**Provided information:**
####################

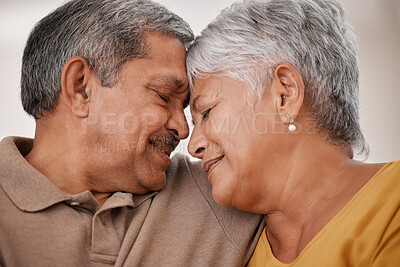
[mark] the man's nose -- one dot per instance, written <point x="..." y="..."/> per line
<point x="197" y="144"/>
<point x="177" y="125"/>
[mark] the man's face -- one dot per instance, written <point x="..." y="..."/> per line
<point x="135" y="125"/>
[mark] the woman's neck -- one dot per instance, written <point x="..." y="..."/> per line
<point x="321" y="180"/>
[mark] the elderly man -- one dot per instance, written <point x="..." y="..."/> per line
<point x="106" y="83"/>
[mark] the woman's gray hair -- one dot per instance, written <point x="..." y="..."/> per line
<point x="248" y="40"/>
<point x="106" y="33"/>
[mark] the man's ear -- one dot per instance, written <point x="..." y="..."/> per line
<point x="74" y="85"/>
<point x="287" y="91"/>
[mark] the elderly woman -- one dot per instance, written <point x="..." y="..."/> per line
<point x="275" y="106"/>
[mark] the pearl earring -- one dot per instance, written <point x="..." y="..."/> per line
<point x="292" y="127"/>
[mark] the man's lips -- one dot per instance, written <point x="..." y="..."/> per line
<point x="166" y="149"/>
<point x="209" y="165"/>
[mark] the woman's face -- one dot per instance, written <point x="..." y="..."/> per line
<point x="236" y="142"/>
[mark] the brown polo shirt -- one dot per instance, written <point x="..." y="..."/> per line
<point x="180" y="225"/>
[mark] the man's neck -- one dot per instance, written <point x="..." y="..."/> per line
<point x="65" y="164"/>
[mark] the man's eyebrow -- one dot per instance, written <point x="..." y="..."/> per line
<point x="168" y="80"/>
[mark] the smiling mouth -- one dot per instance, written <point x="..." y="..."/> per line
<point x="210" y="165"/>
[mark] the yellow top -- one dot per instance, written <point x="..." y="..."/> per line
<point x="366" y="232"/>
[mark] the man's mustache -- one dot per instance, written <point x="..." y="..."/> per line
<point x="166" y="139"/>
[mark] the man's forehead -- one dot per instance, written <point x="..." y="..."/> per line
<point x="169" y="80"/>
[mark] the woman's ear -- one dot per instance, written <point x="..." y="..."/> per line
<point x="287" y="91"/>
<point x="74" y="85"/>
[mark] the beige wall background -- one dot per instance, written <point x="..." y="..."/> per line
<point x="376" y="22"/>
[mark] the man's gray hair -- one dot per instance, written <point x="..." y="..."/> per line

####################

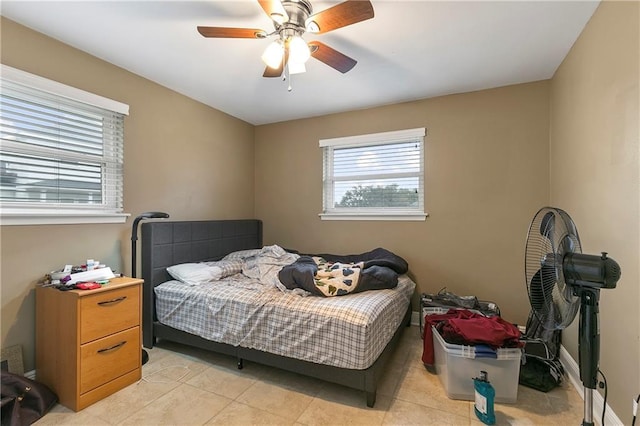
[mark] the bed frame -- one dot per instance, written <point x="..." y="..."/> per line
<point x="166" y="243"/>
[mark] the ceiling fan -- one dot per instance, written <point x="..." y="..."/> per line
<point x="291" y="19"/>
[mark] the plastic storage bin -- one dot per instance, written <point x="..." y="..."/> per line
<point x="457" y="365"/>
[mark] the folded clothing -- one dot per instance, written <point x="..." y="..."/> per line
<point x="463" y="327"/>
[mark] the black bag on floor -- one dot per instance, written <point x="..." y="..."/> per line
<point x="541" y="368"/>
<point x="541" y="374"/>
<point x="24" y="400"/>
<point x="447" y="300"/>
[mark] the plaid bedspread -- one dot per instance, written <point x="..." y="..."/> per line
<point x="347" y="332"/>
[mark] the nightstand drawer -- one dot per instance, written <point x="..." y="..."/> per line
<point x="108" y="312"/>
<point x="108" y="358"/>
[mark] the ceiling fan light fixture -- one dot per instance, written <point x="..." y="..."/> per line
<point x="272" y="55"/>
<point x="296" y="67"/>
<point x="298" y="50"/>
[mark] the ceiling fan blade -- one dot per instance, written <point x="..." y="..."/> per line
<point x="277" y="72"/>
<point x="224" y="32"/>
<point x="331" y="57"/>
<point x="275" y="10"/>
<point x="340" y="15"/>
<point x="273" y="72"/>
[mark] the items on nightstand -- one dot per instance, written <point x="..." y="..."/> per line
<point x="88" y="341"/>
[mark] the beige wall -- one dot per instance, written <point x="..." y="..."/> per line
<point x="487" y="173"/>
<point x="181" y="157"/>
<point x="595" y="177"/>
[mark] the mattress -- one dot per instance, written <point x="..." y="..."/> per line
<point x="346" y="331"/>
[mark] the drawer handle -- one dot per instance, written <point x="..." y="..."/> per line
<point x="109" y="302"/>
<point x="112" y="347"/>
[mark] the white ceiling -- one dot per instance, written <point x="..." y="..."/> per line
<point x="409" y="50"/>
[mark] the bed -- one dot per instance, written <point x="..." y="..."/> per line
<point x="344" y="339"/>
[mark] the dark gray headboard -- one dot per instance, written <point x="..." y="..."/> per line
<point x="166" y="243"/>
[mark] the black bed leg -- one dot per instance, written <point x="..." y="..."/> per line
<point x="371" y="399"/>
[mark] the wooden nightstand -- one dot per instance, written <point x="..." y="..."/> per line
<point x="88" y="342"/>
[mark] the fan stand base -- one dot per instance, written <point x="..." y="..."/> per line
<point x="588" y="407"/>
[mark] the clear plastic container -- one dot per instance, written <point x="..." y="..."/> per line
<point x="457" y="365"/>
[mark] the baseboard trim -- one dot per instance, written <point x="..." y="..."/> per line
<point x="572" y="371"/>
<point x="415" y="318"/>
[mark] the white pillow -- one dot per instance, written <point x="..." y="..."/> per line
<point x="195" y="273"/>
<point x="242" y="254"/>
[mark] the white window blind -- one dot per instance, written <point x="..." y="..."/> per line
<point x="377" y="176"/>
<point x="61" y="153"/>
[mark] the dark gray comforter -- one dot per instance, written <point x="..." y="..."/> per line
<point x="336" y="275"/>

####################

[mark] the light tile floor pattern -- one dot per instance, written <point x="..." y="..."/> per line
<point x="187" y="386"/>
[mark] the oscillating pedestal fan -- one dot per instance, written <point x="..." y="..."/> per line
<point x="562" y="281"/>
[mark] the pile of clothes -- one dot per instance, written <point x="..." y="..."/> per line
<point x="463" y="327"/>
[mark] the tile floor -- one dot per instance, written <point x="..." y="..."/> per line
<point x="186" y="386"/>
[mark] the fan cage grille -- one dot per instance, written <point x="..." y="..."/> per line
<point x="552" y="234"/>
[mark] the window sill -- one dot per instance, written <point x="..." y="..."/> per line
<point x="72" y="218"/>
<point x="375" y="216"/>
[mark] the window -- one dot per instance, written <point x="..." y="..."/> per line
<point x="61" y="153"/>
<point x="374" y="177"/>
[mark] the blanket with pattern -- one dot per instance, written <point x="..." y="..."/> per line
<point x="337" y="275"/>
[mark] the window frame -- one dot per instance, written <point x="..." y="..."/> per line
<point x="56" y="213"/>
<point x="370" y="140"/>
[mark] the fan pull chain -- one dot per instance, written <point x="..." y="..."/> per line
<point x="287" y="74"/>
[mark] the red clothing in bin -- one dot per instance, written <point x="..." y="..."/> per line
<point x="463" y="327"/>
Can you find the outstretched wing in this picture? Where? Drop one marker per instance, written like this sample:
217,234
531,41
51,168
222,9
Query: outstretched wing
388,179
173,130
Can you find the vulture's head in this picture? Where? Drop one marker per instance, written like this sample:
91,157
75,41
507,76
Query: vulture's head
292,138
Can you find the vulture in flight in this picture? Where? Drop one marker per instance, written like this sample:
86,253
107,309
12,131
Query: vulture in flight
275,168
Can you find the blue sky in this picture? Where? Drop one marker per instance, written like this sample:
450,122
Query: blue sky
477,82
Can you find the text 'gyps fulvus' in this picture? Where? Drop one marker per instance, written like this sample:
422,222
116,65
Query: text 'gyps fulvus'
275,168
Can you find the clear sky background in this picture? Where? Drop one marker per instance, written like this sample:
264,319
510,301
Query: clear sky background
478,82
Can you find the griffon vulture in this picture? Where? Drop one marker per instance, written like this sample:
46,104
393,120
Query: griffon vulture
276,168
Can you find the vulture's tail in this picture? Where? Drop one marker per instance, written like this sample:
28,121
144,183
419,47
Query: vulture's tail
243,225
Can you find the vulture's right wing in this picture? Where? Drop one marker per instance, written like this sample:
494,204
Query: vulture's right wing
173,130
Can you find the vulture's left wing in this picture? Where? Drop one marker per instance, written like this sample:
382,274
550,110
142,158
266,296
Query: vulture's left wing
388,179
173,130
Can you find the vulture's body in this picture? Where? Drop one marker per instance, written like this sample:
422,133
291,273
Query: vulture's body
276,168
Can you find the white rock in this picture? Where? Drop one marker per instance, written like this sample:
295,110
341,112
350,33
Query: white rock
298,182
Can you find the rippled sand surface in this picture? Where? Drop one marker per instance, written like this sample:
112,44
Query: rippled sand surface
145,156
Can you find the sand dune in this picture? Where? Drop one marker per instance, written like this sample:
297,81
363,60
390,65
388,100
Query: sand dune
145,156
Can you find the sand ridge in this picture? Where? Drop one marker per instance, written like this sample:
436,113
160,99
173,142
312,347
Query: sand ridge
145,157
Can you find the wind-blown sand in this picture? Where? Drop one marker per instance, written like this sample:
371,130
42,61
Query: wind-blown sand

####################

In the listing above, each line with the word "blown" is to be copied out.

Can you find the wind-blown sand in this picture? Where? Drop one marker per instance, written like this sample:
Query: wind-blown sand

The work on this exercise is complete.